=== Begin Enclosure ===

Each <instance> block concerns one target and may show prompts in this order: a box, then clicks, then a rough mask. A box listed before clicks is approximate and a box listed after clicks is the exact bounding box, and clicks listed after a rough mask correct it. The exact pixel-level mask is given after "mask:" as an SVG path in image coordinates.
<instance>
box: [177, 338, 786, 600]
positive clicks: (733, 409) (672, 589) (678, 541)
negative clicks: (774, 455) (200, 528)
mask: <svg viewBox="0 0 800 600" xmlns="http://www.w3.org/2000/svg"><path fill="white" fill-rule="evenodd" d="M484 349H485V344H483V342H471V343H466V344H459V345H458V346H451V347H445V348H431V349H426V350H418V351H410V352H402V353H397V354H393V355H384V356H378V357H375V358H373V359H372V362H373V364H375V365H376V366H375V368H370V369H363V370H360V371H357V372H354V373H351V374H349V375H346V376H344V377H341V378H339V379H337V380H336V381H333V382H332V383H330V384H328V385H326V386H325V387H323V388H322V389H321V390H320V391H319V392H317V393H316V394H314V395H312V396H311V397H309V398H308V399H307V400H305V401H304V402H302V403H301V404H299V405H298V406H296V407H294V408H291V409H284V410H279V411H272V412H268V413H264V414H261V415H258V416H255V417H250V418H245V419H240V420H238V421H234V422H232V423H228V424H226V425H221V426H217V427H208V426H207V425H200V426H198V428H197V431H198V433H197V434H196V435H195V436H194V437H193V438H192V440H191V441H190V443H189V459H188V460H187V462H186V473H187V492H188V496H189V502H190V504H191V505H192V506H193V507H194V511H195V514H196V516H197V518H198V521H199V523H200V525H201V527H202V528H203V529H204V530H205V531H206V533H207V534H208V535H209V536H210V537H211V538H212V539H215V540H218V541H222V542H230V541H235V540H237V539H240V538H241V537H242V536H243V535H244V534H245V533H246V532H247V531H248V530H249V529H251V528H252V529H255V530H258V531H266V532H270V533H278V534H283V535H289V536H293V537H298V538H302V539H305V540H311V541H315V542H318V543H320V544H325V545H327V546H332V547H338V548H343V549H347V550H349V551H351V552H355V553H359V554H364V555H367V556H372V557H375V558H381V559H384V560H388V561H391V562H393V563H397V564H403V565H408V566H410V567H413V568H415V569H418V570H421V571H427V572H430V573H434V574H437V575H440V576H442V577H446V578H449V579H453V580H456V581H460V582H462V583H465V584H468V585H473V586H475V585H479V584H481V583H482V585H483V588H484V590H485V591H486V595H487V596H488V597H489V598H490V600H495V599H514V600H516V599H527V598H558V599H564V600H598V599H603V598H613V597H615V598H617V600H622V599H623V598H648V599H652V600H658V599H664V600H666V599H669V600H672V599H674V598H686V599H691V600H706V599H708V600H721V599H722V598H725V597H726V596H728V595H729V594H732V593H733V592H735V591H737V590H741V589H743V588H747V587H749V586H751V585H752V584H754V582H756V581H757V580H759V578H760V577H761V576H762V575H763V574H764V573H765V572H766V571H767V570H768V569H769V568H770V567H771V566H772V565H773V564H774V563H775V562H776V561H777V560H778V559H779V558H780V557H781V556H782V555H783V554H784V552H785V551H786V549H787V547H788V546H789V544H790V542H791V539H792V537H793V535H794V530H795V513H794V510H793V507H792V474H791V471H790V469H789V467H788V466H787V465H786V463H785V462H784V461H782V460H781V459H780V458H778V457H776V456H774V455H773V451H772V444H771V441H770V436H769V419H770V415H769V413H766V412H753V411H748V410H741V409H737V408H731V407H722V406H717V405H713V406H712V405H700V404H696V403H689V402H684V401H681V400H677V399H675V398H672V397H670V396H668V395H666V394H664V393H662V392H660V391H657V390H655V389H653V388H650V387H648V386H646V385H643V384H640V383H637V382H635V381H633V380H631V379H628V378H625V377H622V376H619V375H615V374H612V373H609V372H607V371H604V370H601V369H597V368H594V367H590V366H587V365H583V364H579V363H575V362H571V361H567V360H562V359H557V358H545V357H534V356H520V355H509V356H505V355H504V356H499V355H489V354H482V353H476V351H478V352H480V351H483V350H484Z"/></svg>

=== End Enclosure ===
=== Begin Enclosure ===

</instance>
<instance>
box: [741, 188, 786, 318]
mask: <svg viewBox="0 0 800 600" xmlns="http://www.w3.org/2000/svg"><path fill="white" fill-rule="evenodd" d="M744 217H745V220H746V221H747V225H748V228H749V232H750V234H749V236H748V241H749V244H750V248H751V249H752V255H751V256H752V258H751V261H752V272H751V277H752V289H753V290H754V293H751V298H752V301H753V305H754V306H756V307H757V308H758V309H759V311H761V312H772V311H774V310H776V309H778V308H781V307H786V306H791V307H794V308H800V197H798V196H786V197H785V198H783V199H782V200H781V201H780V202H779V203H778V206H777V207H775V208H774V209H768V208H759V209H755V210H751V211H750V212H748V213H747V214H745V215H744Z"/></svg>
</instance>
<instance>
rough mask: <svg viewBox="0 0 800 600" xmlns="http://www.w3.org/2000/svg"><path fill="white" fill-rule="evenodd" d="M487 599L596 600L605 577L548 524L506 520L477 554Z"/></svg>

=== End Enclosure ===
=== Begin Enclosure ===

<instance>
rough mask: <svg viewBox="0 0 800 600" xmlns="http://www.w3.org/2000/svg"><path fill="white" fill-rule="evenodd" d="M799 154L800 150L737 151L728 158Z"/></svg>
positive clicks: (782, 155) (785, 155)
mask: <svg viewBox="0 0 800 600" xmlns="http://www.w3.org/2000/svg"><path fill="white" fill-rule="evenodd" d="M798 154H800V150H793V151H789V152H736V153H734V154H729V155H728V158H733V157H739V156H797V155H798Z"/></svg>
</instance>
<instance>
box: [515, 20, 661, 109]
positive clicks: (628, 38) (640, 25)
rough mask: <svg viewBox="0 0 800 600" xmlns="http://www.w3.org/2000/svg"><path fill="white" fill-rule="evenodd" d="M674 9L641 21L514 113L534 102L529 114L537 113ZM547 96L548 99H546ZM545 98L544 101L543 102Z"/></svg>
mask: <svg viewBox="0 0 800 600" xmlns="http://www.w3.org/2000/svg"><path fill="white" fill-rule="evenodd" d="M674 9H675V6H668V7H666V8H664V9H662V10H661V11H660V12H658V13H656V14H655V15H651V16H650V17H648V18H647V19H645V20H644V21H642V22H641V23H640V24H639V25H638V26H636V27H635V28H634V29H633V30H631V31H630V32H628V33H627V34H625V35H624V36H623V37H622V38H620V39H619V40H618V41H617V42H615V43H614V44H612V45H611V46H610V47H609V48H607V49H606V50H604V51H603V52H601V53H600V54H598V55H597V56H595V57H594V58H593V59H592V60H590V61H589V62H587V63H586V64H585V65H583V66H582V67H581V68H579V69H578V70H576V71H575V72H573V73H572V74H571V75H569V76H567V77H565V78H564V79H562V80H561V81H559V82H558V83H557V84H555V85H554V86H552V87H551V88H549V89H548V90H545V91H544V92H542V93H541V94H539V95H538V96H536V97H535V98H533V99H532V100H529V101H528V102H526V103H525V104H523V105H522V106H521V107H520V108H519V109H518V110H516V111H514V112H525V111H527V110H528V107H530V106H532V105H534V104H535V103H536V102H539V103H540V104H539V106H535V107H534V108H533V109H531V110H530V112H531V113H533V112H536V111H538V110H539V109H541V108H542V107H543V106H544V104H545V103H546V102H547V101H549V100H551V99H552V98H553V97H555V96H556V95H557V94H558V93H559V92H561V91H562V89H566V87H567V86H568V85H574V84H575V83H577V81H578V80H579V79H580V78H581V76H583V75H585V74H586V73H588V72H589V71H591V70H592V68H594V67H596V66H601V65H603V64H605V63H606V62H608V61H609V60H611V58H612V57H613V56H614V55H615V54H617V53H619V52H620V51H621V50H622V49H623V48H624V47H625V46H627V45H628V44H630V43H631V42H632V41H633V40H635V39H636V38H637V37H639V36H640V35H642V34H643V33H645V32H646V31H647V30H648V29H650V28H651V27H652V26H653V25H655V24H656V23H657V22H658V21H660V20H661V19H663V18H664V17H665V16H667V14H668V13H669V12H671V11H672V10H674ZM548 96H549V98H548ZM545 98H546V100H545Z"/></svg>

=== End Enclosure ===

> [TASK DIRECTIONS]
Gather every line of the material above that contains the word "positive".

> [RESPONSE TO THIS EXERCISE]
positive clicks: (733, 409) (672, 589) (678, 541)
positive clicks: (782, 155) (785, 155)
positive clicks: (628, 38) (640, 25)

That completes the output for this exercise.